*READING TEXT:*
Published in:
Open Access
01-03-2016 | Original Article
High adherence to all-oral directly acting antiviral HCV therapy among an inner-city patient population in a phase 2a study
Authors:
Tess Petersen, Kerry Townsend, Lori A. Gordon, Sreetha Sidharthan, Rachel Silk, Amy Nelson, Chloe Gross, Monica Calderón, Michael Proschan, Anu Osinusi, Michael A. Polis, Henry Masur, Shyam Kottilil, Anita Kohli
Published in:
Hepatology International
|
Issue 2/2016
Login to get access
Abstract
Background
As treatment for chronic hepatitis C (HCV) virus has evolved to all-oral, interferon-free directly acting antiviral (DAA) therapy, the impact of these improvements on patient adherence has not been described.
Methods
Medication
adherence was measured in 60 HCV, genotype-1, treatment-naïve participants enrolled in a phase 2a clinical trial at the National Institutes of Health and community clinics. Participants received either ledipasvir/sofosbuvir (LDV/SOF) (90 mg/400 mg) (one pill) daily for 12 weeks, LDV/SOF + GS-9451 (80 mg/day) (two pills) daily for 6 weeks, or LDV/SOF + GS-9669 (500 mg twice daily; three pills, two in the morning, one in the evening) for 6 weeks. Adherence was measured using medication event monitoring system (MEMS) caps, pill counts and patient report.
Results
Overall adherence to DAAs was high. Adherence declined over the course of the 12-week treatment (p = 0.04). While controlled psychiatric disease or symptoms of depression did not influence adherence, recent drug use was a risk factor for non-adherence to 12-week (p = 0.01), but not 6-week regimens. Adherence as measured by MEMS was lower than by patient report.
Conclusions
Adherence to short courses of DAA therapy with 1–3 pills a day was excellent in an urban population with multiple risk factors for non-adherence.

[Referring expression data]
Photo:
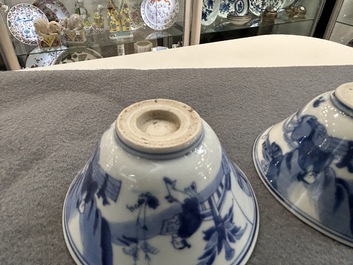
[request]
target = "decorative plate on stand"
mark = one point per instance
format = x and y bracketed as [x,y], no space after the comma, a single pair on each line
[210,11]
[159,14]
[20,20]
[225,7]
[53,9]
[77,54]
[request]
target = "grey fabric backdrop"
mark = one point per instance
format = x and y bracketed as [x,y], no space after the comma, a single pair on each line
[51,121]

*WHAT YOU NEED TO DO:* Repeat word for word the part of the hepatitis C adherence abstract that opens with the words containing "Conclusions" and closes with "factors for non-adherence.".

*SOLVED EXERCISE:*
Conclusions
Adherence to short courses of DAA therapy with 1–3 pills a day was excellent in an urban population with multiple risk factors for non-adherence.